[Source extract]
_ _ _ _ _
# [Bass] Orlando Area - April Topwater



## Guest (May 3, 2011)

Nice fish!

In our pond/lake in the backyard I fish for Bass when they spawn, but this year I have yet to see any. They are under the banks and while walking the dog they are easy to see their tail fins. 

Anyone know if they have spawned already or are just late this year? This is the only time I fish for them and my best is 8lbs. released right back to her bed!


----------



## AfterHours2 (Aug 2, 2010)

Is that a little Conway action. Some pics look familiar..


----------



## jeross (Jun 6, 2009)

TheBrazilNut - in my area the bass have spawned over a month ago. The larger fish in my pics are likely females. You can see that their heads are massive and the bodies are a bit thin in comparison. They have spawned and have been aggressively feeding to make up that body weight. That's why the topwater action has been so good.

After Hours2 - None from Lake Conway this month. These fish are from seven lakes (Lake Maitland, Lake Osceola, Lake Virginia, Lake Mizell; Lake Ivanhoe; Lake Fairview, Lake Sarah) all being a 10 minute splash from my house.


----------



## makin moves (Mar 20, 2010)

nice fish looks like the bite is really on good work


----------



## HaMm3r (Dec 11, 2006)

Excellent month of catching!  I'm seriously jealous how often you're getting out. :'( Since taking this new job, I just haven't managed to get the fishing hours in that I used to, although I try to make a few casts at least a couple days every week.


I also agree that the spawn seems to be over, mostly. The beds are all empty where I fish.


----------
_ _ _ _ _
[Listed entries]
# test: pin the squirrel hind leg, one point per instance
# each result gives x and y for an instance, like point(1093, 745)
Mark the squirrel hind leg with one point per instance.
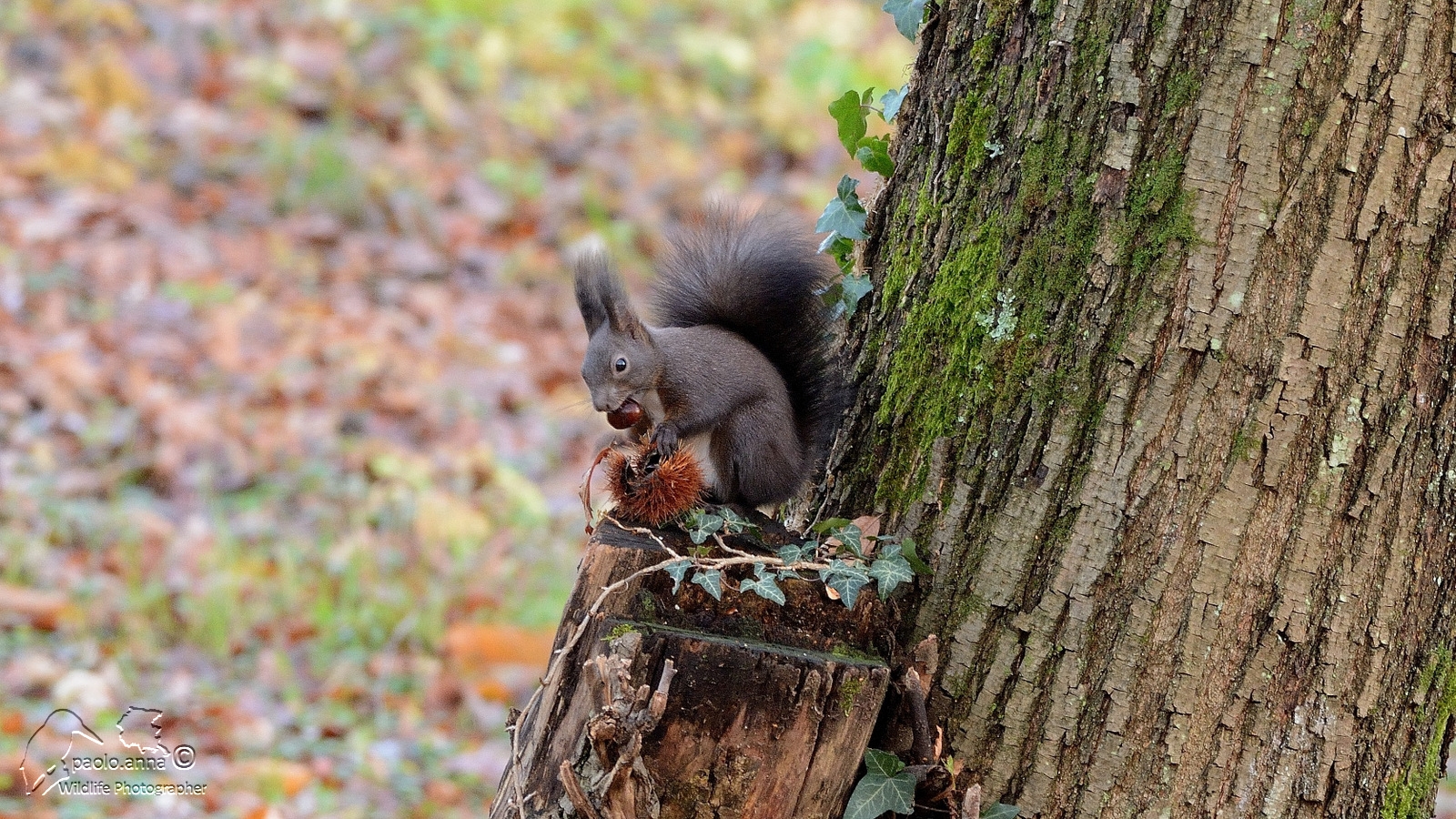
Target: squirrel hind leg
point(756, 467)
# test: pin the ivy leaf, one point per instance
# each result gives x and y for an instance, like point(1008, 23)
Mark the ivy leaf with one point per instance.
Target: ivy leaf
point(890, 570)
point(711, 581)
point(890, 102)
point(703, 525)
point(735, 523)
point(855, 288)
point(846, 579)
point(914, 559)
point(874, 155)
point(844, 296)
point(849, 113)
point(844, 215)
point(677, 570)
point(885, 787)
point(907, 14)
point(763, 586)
_ _ _ _ _
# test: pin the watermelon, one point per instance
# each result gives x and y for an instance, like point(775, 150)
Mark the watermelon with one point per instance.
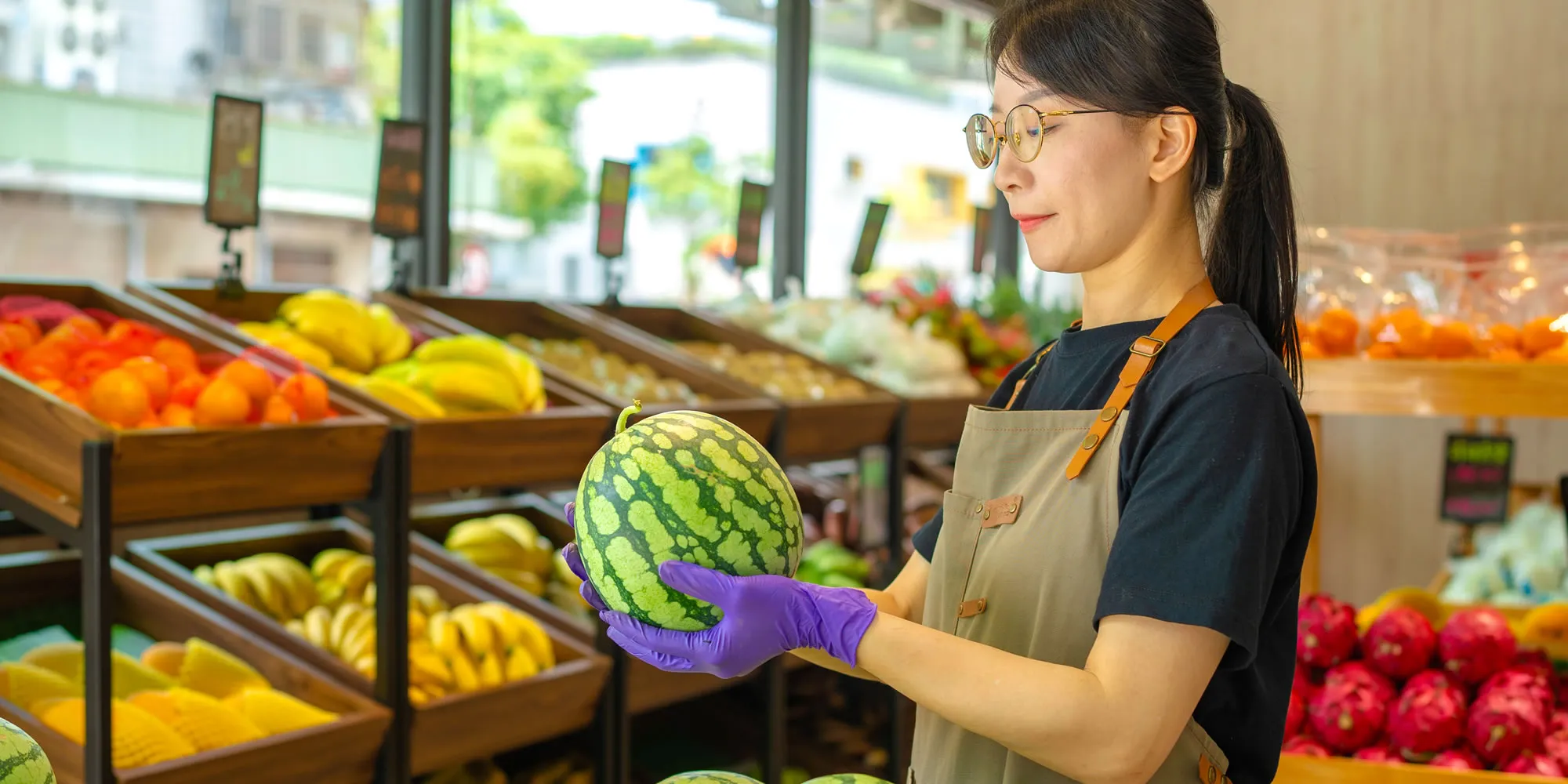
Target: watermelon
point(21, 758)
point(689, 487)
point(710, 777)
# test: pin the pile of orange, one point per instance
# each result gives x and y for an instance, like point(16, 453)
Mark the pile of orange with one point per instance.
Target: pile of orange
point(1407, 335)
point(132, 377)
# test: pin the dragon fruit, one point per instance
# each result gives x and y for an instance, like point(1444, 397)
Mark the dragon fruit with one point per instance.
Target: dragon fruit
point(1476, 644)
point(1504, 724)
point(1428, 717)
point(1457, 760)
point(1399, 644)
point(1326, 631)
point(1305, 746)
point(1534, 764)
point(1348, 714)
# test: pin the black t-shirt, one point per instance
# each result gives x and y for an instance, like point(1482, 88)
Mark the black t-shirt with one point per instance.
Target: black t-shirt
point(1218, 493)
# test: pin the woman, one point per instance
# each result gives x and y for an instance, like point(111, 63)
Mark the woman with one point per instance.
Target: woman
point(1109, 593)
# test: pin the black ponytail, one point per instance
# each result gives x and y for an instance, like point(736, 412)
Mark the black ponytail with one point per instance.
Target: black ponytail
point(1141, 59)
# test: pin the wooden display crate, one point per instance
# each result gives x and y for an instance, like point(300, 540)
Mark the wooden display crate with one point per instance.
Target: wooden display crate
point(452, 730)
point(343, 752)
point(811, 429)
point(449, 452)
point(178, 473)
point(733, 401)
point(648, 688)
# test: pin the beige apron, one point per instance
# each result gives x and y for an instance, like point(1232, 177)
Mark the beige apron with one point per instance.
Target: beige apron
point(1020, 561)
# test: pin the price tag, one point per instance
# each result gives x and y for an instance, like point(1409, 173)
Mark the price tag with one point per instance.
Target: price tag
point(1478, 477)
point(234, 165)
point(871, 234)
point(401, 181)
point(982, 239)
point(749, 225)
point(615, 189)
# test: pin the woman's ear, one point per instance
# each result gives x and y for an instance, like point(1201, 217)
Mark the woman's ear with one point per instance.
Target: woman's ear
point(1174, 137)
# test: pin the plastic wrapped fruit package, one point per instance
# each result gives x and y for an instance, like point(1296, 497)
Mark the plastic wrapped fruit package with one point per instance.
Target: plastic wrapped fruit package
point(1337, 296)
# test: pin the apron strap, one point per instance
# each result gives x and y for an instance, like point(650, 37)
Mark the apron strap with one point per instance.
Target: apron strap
_ _ _ _ _
[Prompt] Please reproduce the part of the bass fishing thread above starting with "## Guest (May" and going on through "to her bed!", word for word.

[Written reply]
## Guest (May 3, 2011)

Nice fish!

In our pond/lake in the backyard I fish for Bass when they spawn, but this year I have yet to see any. They are under the banks and while walking the dog they are easy to see their tail fins. 

Anyone know if they have spawned already or are just late this year? This is the only time I fish for them and my best is 8lbs. released right back to her bed!